**Dataset content**
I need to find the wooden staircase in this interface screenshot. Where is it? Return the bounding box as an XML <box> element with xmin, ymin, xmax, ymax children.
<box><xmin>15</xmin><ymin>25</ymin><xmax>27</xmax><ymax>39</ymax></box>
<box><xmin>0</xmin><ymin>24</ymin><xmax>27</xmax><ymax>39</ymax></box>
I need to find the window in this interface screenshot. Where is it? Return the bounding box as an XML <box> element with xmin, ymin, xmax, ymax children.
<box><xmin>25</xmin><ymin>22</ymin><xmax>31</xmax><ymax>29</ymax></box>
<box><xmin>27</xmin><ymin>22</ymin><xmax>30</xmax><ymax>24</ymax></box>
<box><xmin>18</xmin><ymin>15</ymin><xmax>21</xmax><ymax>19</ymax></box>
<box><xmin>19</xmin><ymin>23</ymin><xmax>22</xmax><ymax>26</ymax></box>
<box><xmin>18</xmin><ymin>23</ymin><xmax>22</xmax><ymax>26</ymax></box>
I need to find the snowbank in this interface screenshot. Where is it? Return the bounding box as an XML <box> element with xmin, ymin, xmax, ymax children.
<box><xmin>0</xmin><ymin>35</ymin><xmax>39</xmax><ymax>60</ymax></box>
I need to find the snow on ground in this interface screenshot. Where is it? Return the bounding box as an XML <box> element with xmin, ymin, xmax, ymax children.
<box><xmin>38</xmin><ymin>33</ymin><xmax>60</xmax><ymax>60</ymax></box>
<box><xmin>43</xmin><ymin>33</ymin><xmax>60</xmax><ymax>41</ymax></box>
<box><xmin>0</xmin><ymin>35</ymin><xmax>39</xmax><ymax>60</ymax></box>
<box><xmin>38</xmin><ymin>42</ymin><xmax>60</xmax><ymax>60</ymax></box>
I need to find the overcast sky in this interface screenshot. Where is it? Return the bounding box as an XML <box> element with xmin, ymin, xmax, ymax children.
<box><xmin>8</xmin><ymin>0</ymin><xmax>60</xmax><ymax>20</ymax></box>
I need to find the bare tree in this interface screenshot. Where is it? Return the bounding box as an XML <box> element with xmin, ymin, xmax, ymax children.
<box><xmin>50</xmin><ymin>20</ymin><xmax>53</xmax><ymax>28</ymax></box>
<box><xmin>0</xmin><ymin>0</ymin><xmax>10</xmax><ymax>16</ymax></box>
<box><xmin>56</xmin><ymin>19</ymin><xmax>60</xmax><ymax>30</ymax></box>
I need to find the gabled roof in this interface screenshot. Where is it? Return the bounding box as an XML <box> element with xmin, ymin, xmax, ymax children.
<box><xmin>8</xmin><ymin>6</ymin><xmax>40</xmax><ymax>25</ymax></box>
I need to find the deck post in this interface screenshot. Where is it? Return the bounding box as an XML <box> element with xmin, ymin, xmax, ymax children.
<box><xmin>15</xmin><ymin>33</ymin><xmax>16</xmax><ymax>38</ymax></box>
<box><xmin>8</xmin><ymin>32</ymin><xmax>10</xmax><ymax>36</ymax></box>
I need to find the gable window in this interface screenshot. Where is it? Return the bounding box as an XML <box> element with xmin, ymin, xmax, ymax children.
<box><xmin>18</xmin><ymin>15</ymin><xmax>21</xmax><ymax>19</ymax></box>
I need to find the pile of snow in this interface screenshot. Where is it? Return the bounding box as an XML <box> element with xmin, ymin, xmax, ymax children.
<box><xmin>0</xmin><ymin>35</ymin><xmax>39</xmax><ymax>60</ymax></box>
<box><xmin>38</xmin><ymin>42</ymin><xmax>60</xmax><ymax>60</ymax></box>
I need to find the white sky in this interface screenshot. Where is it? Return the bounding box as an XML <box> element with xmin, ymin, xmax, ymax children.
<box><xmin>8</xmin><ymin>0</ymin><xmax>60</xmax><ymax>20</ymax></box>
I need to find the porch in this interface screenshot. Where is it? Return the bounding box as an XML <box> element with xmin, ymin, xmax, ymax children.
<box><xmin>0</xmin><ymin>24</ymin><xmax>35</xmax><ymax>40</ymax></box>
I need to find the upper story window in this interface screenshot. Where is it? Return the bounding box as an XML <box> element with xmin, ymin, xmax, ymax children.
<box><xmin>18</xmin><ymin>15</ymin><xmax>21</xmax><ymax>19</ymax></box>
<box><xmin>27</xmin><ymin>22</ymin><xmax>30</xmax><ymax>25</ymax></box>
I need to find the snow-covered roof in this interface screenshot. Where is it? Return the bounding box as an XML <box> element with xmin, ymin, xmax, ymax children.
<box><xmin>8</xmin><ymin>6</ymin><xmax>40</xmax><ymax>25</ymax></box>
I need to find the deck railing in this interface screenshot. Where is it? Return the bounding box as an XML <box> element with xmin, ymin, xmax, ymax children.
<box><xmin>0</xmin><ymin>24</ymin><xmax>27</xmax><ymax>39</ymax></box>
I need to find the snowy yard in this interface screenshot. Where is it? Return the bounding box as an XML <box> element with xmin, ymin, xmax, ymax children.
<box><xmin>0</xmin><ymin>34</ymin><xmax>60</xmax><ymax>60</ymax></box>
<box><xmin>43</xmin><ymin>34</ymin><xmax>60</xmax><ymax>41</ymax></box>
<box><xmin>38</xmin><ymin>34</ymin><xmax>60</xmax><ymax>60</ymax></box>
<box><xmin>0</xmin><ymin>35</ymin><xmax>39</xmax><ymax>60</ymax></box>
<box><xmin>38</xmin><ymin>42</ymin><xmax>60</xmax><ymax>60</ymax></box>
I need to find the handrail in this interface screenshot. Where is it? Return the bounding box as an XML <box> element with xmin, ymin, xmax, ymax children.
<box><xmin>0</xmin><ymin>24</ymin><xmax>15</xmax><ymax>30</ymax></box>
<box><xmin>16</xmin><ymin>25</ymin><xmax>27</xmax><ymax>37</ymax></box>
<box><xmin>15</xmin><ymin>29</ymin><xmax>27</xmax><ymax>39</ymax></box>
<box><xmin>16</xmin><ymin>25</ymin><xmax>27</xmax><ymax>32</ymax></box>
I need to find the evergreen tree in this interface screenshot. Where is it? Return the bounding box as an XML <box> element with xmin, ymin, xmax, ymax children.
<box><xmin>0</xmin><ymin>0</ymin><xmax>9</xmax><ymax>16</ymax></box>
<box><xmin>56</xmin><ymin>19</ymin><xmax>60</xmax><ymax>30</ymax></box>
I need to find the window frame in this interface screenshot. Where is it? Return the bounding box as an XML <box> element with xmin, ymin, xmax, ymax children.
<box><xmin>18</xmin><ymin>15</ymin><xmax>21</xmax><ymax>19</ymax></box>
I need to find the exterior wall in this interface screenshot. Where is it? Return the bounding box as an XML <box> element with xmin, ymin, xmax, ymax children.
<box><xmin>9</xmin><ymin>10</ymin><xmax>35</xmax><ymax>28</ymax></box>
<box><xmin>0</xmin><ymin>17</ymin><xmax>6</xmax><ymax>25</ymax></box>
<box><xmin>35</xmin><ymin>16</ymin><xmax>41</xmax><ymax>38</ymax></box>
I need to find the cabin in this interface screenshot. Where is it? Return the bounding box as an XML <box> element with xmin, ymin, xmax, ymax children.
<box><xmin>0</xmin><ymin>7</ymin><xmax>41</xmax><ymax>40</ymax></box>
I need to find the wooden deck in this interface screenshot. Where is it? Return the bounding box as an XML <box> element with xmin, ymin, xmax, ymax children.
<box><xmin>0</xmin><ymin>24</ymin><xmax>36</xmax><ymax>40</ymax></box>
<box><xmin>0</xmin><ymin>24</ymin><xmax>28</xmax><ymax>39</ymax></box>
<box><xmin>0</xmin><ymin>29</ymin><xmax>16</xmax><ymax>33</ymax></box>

**Exercise instructions**
Each record must be printed again, word for word, with nothing dropped.

**Result of this exercise**
I need to find the wooden staircase in this interface screenshot. Where is it? Return the bounding box as an XML <box> element with xmin, ymin, xmax, ymax children.
<box><xmin>15</xmin><ymin>25</ymin><xmax>27</xmax><ymax>39</ymax></box>
<box><xmin>0</xmin><ymin>24</ymin><xmax>27</xmax><ymax>39</ymax></box>
I need to find the window in this interface screenshot. Where is it? Return the bounding box as an XML <box> element with xmin, ymin, xmax, ymax children.
<box><xmin>25</xmin><ymin>22</ymin><xmax>31</xmax><ymax>29</ymax></box>
<box><xmin>27</xmin><ymin>22</ymin><xmax>30</xmax><ymax>24</ymax></box>
<box><xmin>18</xmin><ymin>15</ymin><xmax>21</xmax><ymax>19</ymax></box>
<box><xmin>19</xmin><ymin>23</ymin><xmax>22</xmax><ymax>26</ymax></box>
<box><xmin>18</xmin><ymin>23</ymin><xmax>22</xmax><ymax>26</ymax></box>
I need to find the snowbank in this interface screenshot. Where is it? Return the bounding box as an XML <box> element with xmin, ymin, xmax, ymax children.
<box><xmin>0</xmin><ymin>35</ymin><xmax>39</xmax><ymax>60</ymax></box>
I need to find the snow on ground in this interface screenshot. Where is it? Return the bounding box as an XML <box> element with xmin, ymin, xmax, ymax children.
<box><xmin>38</xmin><ymin>33</ymin><xmax>60</xmax><ymax>60</ymax></box>
<box><xmin>43</xmin><ymin>33</ymin><xmax>60</xmax><ymax>41</ymax></box>
<box><xmin>0</xmin><ymin>35</ymin><xmax>39</xmax><ymax>60</ymax></box>
<box><xmin>38</xmin><ymin>42</ymin><xmax>60</xmax><ymax>60</ymax></box>
I need to find the overcast sky in this interface screenshot. Where is it? Return the bounding box as an XML <box> element with xmin, ymin, xmax, ymax children.
<box><xmin>8</xmin><ymin>0</ymin><xmax>60</xmax><ymax>20</ymax></box>
I need to find the bare tree in this interface screenshot. Where is it? Return the bounding box as an XML <box> element with xmin, ymin, xmax, ymax children.
<box><xmin>50</xmin><ymin>20</ymin><xmax>53</xmax><ymax>28</ymax></box>
<box><xmin>0</xmin><ymin>0</ymin><xmax>10</xmax><ymax>16</ymax></box>
<box><xmin>56</xmin><ymin>19</ymin><xmax>60</xmax><ymax>30</ymax></box>
I need to find the gabled roof in this interface screenshot. Where is it? Return the bounding box as an XML <box> element with xmin, ymin, xmax, ymax children.
<box><xmin>8</xmin><ymin>6</ymin><xmax>40</xmax><ymax>25</ymax></box>
I need to find the deck post in this interface screenshot. Where is it? Return the bounding box as an XML <box> element with xmin, ymin, xmax, ymax children.
<box><xmin>15</xmin><ymin>33</ymin><xmax>16</xmax><ymax>38</ymax></box>
<box><xmin>8</xmin><ymin>32</ymin><xmax>10</xmax><ymax>36</ymax></box>
I need to find the gable window in this interface screenshot. Where is it? Return the bounding box as an XML <box> element with xmin, ymin, xmax, ymax children.
<box><xmin>18</xmin><ymin>15</ymin><xmax>21</xmax><ymax>19</ymax></box>
I need to find the pile of snow in this interface screenshot. Where is it? Return the bounding box as an XML <box> element with xmin, ymin, xmax, ymax children.
<box><xmin>0</xmin><ymin>35</ymin><xmax>39</xmax><ymax>60</ymax></box>
<box><xmin>38</xmin><ymin>42</ymin><xmax>60</xmax><ymax>60</ymax></box>
I need to find the white sky in this interface screenshot. Where is it? Return the bounding box as an XML <box> element with xmin, ymin, xmax, ymax children.
<box><xmin>8</xmin><ymin>0</ymin><xmax>60</xmax><ymax>20</ymax></box>
I need to find the porch in this interface screenshot. Where is it? Return the bounding box as an XML <box> element with xmin, ymin, xmax, ymax children.
<box><xmin>0</xmin><ymin>24</ymin><xmax>35</xmax><ymax>40</ymax></box>
I need to find the upper story window in this interface screenshot. Where is it? Return the bounding box as an XML <box> element with xmin, ymin, xmax, ymax children.
<box><xmin>18</xmin><ymin>15</ymin><xmax>21</xmax><ymax>19</ymax></box>
<box><xmin>27</xmin><ymin>22</ymin><xmax>30</xmax><ymax>25</ymax></box>
I need to find the snow-covered roof in this interface screenshot. Where is it? Return the bounding box as an XML <box> element with xmin, ymin, xmax, ymax children.
<box><xmin>8</xmin><ymin>6</ymin><xmax>40</xmax><ymax>25</ymax></box>
I need to find the deck railing in this interface screenshot. Where is it? Return the bounding box as an XML <box> element with xmin, ymin, xmax, ymax children.
<box><xmin>0</xmin><ymin>24</ymin><xmax>27</xmax><ymax>39</ymax></box>
I need to find the snowy yard in this interface screenshot. Where is it? Return the bounding box as an XML <box> element with xmin, ymin, xmax, ymax children.
<box><xmin>0</xmin><ymin>34</ymin><xmax>60</xmax><ymax>60</ymax></box>
<box><xmin>43</xmin><ymin>34</ymin><xmax>60</xmax><ymax>41</ymax></box>
<box><xmin>38</xmin><ymin>34</ymin><xmax>60</xmax><ymax>60</ymax></box>
<box><xmin>0</xmin><ymin>35</ymin><xmax>39</xmax><ymax>60</ymax></box>
<box><xmin>38</xmin><ymin>42</ymin><xmax>60</xmax><ymax>60</ymax></box>
I need to find the handrail in this interface screenshot. Where is it? Return the bounding box as an XML <box> element with xmin, ymin, xmax, ymax children.
<box><xmin>0</xmin><ymin>24</ymin><xmax>15</xmax><ymax>30</ymax></box>
<box><xmin>16</xmin><ymin>25</ymin><xmax>27</xmax><ymax>37</ymax></box>
<box><xmin>15</xmin><ymin>29</ymin><xmax>27</xmax><ymax>39</ymax></box>
<box><xmin>16</xmin><ymin>25</ymin><xmax>27</xmax><ymax>32</ymax></box>
I need to find the evergreen tree in this interface screenshot. Where is it? Return the bounding box as an XML <box> element with xmin, ymin, xmax, ymax children.
<box><xmin>0</xmin><ymin>0</ymin><xmax>9</xmax><ymax>16</ymax></box>
<box><xmin>56</xmin><ymin>19</ymin><xmax>60</xmax><ymax>30</ymax></box>
I need to find the window frame in this interface screenshot. Where is it? Return the bounding box as an XML <box> element with xmin, ymin, xmax, ymax children.
<box><xmin>18</xmin><ymin>15</ymin><xmax>21</xmax><ymax>19</ymax></box>
I need to find the exterior wall in this interface screenshot. Where is it? Return the bounding box as an XML <box> element with xmin, ymin, xmax, ymax children.
<box><xmin>9</xmin><ymin>10</ymin><xmax>35</xmax><ymax>28</ymax></box>
<box><xmin>0</xmin><ymin>17</ymin><xmax>6</xmax><ymax>25</ymax></box>
<box><xmin>35</xmin><ymin>16</ymin><xmax>41</xmax><ymax>38</ymax></box>
I need to find the cabin in this interface screenshot. Where is it? Return the bounding box as an XML <box> element with xmin, ymin, xmax, ymax children.
<box><xmin>0</xmin><ymin>7</ymin><xmax>41</xmax><ymax>40</ymax></box>
I need to find the wooden deck in this interface screenshot. Where is it? Return the bounding box as an XML <box> element with xmin, ymin, xmax, ymax children.
<box><xmin>0</xmin><ymin>24</ymin><xmax>36</xmax><ymax>40</ymax></box>
<box><xmin>0</xmin><ymin>24</ymin><xmax>28</xmax><ymax>39</ymax></box>
<box><xmin>0</xmin><ymin>29</ymin><xmax>16</xmax><ymax>33</ymax></box>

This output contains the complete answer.